> Exercise prompt: Your output should be the lines from the one with "# place one dot on each instance of the cloudy" through the end of the entries below, set down word for word and nothing else.

Referring expression data
● ● ● ●

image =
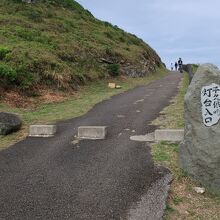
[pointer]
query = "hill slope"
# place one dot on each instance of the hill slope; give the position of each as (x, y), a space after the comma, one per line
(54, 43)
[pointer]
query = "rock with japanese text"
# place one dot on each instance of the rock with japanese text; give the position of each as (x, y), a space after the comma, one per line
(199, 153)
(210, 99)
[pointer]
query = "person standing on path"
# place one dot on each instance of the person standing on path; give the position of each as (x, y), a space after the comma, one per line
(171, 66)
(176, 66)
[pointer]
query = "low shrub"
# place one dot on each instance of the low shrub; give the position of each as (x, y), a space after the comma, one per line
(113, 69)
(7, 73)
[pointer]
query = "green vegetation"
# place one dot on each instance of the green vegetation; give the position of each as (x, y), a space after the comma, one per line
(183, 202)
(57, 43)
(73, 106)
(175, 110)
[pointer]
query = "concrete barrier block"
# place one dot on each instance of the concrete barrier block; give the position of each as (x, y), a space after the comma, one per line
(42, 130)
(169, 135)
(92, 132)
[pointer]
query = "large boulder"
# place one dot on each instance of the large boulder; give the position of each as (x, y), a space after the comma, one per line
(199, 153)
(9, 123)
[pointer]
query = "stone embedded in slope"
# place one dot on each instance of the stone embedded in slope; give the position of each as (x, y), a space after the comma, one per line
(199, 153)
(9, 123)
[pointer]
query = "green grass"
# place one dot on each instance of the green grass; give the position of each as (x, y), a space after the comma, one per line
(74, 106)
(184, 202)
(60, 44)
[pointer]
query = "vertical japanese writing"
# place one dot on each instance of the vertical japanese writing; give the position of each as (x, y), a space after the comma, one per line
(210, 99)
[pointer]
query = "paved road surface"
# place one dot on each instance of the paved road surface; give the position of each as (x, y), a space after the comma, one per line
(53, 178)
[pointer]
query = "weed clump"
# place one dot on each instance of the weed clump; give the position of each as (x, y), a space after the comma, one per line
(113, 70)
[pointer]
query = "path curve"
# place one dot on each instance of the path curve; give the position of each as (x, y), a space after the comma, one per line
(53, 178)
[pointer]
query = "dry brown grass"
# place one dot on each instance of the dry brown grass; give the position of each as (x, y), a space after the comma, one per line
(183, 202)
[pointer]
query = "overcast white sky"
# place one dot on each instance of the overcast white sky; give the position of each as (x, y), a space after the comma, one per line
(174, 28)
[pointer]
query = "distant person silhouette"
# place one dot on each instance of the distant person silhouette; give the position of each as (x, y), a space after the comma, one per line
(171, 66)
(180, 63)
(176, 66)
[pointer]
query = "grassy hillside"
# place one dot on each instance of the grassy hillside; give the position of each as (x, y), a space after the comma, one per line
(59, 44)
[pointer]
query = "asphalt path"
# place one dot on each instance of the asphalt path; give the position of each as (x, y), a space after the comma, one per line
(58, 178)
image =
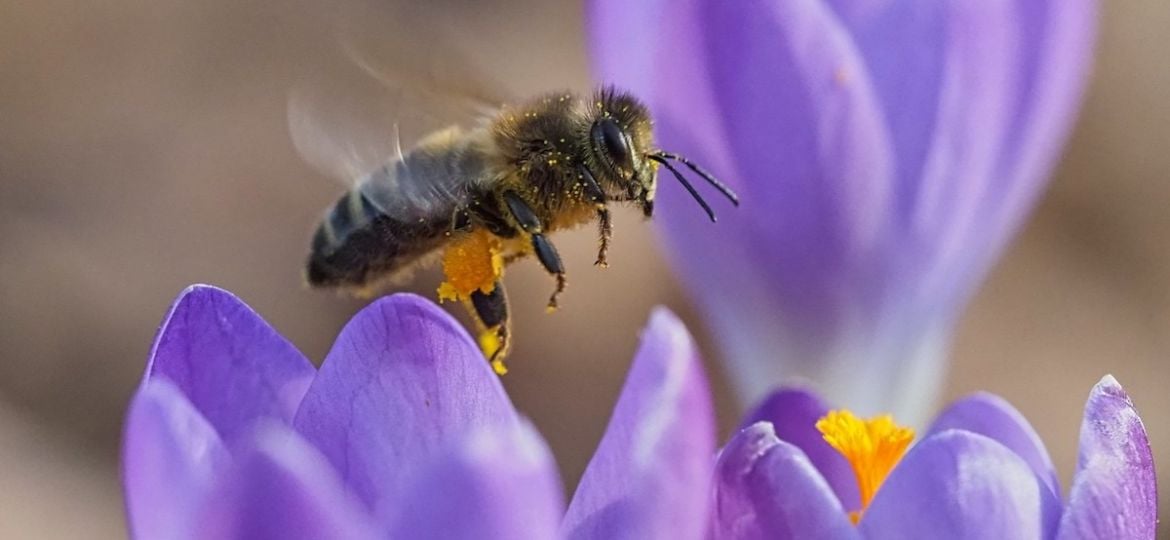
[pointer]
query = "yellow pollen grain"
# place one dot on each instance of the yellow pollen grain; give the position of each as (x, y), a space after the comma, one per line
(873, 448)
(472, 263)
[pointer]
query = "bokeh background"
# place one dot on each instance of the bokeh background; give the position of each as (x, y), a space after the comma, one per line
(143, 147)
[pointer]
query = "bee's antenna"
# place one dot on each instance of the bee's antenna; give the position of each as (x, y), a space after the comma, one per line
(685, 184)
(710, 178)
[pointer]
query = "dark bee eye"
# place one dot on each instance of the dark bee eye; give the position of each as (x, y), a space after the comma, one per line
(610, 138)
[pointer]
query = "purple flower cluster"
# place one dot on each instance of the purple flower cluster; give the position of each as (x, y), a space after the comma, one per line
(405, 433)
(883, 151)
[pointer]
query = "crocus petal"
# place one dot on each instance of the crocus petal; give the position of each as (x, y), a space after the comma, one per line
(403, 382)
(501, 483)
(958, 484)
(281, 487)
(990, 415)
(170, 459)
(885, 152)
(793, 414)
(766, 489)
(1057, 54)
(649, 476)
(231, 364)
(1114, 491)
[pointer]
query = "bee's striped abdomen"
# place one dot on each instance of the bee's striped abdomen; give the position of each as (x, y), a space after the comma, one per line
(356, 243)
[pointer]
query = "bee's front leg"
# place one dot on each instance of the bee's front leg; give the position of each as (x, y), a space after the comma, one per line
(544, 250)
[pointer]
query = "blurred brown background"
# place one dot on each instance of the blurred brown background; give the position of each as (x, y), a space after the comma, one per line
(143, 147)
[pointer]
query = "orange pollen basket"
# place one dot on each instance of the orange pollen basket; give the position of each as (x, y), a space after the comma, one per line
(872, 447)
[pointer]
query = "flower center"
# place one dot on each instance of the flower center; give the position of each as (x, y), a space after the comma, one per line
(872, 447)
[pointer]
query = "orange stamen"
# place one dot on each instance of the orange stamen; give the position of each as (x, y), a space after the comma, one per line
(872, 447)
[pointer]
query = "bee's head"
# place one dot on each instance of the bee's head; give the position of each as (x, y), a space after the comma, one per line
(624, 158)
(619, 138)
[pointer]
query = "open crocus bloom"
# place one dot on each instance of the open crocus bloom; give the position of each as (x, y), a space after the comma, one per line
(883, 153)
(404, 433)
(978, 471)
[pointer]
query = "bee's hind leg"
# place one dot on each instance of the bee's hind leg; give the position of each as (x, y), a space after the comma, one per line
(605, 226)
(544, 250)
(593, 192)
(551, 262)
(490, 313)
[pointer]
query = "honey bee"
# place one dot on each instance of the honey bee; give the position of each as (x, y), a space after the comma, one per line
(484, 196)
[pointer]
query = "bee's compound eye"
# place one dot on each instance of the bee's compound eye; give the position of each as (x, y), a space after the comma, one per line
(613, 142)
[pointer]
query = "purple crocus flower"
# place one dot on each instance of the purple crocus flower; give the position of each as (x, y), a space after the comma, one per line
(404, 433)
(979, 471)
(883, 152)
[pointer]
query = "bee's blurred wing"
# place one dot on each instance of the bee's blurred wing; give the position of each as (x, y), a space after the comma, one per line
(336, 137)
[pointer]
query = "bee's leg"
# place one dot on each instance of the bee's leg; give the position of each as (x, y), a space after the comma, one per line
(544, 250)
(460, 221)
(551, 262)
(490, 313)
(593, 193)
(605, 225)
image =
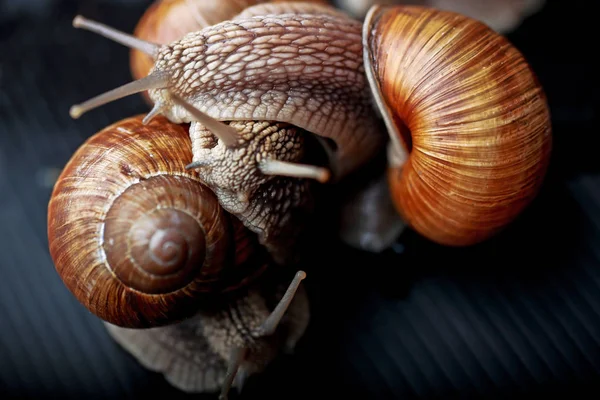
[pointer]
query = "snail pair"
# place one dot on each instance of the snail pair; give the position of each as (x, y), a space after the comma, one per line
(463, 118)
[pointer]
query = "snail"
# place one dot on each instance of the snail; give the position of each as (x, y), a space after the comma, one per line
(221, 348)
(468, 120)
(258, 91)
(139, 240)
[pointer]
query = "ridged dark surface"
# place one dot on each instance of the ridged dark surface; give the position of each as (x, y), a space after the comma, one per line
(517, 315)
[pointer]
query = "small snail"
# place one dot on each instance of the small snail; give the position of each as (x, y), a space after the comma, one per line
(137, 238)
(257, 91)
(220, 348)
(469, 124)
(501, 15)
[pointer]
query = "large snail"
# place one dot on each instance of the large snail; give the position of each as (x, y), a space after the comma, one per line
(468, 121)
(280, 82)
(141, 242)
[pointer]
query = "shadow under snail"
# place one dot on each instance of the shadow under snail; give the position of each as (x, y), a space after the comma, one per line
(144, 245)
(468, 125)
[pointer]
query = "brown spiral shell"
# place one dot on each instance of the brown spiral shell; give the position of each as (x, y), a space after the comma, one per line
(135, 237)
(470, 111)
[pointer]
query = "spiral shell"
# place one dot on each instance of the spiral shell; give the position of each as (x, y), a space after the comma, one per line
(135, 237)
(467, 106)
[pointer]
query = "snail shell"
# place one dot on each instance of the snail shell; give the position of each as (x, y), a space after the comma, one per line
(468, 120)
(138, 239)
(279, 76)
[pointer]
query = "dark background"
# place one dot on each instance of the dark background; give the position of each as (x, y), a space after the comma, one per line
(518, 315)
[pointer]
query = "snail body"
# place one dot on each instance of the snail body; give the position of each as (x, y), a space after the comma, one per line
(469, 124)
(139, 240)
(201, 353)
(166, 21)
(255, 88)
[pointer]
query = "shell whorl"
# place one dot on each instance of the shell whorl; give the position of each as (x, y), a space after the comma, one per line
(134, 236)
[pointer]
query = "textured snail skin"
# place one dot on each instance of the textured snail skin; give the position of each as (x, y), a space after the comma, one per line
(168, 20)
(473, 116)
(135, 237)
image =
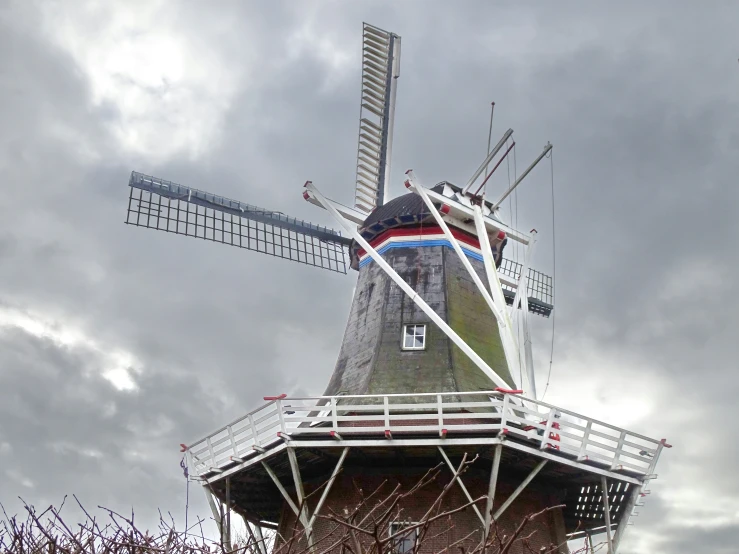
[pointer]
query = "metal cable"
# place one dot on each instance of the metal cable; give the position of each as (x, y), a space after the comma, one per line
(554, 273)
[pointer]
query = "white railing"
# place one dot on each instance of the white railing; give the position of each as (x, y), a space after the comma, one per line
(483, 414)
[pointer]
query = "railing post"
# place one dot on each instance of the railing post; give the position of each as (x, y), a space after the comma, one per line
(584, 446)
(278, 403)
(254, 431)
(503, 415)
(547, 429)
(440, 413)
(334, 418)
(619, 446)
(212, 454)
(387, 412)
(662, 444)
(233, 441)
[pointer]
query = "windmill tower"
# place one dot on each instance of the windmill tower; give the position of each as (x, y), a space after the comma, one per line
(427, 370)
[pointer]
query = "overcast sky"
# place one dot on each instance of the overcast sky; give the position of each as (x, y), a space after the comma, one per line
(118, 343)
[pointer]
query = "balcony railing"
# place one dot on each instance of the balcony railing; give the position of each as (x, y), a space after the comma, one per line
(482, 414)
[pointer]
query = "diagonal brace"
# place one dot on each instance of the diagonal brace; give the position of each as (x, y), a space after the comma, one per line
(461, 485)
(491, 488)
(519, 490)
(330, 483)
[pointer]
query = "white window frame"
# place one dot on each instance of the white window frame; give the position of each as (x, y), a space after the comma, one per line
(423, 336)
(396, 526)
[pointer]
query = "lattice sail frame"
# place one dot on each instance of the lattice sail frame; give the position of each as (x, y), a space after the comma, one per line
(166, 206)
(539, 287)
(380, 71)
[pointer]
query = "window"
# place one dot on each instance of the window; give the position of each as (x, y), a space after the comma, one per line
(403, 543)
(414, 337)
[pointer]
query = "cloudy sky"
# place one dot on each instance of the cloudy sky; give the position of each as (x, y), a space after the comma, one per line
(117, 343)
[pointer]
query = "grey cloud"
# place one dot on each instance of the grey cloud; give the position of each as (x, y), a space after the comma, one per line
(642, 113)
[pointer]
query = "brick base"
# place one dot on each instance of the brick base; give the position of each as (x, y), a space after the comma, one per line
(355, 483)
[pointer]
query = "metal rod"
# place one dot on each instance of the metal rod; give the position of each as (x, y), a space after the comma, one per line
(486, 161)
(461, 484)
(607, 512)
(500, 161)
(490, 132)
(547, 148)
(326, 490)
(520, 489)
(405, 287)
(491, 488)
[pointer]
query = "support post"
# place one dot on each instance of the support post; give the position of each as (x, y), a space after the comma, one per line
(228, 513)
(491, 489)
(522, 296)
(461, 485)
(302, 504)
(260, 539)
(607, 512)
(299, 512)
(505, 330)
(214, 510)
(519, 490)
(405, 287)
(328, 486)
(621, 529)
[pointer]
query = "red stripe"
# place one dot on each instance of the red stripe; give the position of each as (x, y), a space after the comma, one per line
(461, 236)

● ● ● ●

> Output below:
# place one dot on each instance of the cloudy sky; give the position of each as (x, y), a space after the comma, one per line
(117, 343)
[pointer]
query = "grey cloud"
# place one dot on each instance of the grey cloud; give the position of each as (x, y), a space after the comma, one per line
(642, 113)
[pointer]
query = "brick base"
# place one dot on each instance of the brick base; give the position of each as (x, y), a space after the comma, one per line
(355, 483)
[pointer]
query = "metal rod"
# place one dot on each instance of the metal rod; give the position of each as (x, y), a space after the comma, one per line
(486, 161)
(461, 484)
(607, 512)
(500, 161)
(490, 132)
(547, 148)
(326, 490)
(520, 489)
(405, 287)
(491, 488)
[pointer]
query = "support post"
# place one dot on each instance of the support post; give the position of each as (x, y), a space after the comma, one per line
(228, 513)
(491, 489)
(522, 296)
(461, 485)
(302, 504)
(260, 539)
(607, 512)
(299, 512)
(505, 330)
(214, 510)
(519, 490)
(405, 287)
(328, 486)
(621, 529)
[pointer]
query = "red stripe"
# place one dot on each instance of the red stripe; give the position of each as (x, y), a space after the comma, one per line
(461, 236)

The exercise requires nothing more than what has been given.